ОТРЫВОК
Андрей Вознесенский - Игорь Вирабов
Шрифт:
Интервал:
Закладка:
И в самом деле, напомнил мне „ре“ из „Ивушки“.
— А эту, низкую, я слышал у тебя в песне „Течет Волга“, — не отступал Щедрин. — Ты ведь еще ниже взять можешь.
— Все равно не потяну. Не смогу…
— Не сможешь? — вдруг рассердился он. — Знаешь что, вот садись и учи!»…
Щедрин: «Кто-то из хористов все-таки в последний момент настучал: что-то подозрительное готовится.
В день премьеры прибыл с группой помощников Завлен Гевондович Вартанян, завотделом музыкальных учреждений Министерства культуры СССР. Маленького роста такой, очень угодливый к мудрости власти. На прослушивании был и Шостакович — он был на нашей стороне. Завлен Гевондович долго, с экивоками, стал объяснять, что вот это, конечно, талантливо, да-да, но, с другой стороны, сочинение незрелое, надо доработать. Мы отбивались до последнего патрона. А происходило в кабинете главного администратора Большого зала Консерватории, и был там еще директор филармонии Митрофан Кузьмич Белоцерковский, с таким крестьянским лицом, приземистый, вырубленный топором человек. А Рождественский нарочно не отпускает хор, до зала каких-то сто пятьдесят метров, там народ ждет: будет вечером концерт, не будет? Наконец Завлен Гевондович развел руками: на вашу ответственность, товарищ Белоцерковский, мы свою точку зрения высказали. И уходит со своей свитой.
Митрофан Кузьмич взял меня так за пуговицу, вытащил из комнаты, где оставались Шостакович с Люсей Зыкиной, и говорит: меня же снимут, тра-та-та. Матершинник был такой. Я ему: Митрофан Кузьмич, вы же слышите, народ сидит, ждет, завтра „Голос Америки“ опять скажет — запретили. Махните рукой, ну жалко же. Он нервничает: вообще, честно говоря, мне понравилось, особенно церковные колокола. Это во второй части — там, где про Пастернака. Ну, в общем, он сказал: ладно. И выматерился красиво так. Премьера состоялась с шумным успехом в начале 1969 года в Большом зале Консерватории — и… после этого „Поэтория“ лет пять-шесть не звучала».

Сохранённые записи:
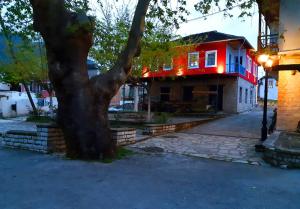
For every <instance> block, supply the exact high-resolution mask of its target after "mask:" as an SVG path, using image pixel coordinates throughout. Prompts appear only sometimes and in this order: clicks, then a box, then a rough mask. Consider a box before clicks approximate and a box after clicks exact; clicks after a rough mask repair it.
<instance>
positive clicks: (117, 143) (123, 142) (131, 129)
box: [111, 128, 136, 146]
mask: <svg viewBox="0 0 300 209" xmlns="http://www.w3.org/2000/svg"><path fill="white" fill-rule="evenodd" d="M111 131H112V138H113V140H115V141H117V146H122V145H127V144H133V143H135V141H136V129H134V128H112V129H111Z"/></svg>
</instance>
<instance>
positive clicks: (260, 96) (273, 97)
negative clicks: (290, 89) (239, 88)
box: [258, 77, 278, 101]
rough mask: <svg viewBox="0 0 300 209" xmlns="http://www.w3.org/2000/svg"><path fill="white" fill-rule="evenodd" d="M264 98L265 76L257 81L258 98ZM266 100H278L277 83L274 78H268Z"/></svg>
mask: <svg viewBox="0 0 300 209" xmlns="http://www.w3.org/2000/svg"><path fill="white" fill-rule="evenodd" d="M264 98H265V77H262V78H261V79H259V81H258V99H264ZM268 100H273V101H277V100H278V83H277V81H276V79H275V78H272V77H269V78H268Z"/></svg>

ВАШИ ЗАДАНИЯ
(1) Перепечатайте из отрывка фрагмент от слов «Андрей Вознесенский - Игорь» до слов «что-то подозрительное готовится.».
(2) Укажите, сколько строк в записях содержат строку «positive». В ответе приведите только число.

ОТВЕТЫ К УПРАЖНЕНИЮ
(1)
Андрей Вознесенский - Игорь Вирабов
Шрифт:
Интервал:
Закладка:
И в самом деле, напомнил мне „ре“ из „Ивушки“.
— А эту, низкую, я слышал у тебя в песне „Течет Волга“, — не отступал Щедрин. — Ты ведь еще ниже взять можешь.
— Все равно не потяну. Не смогу…
— Не сможешь? — вдруг рассердился он. — Знаешь что, вот садись и учи!»…
Щедрин: «Кто-то из хористов все-таки в последний момент настучал: что-то подозрительное готовится.

(2) 2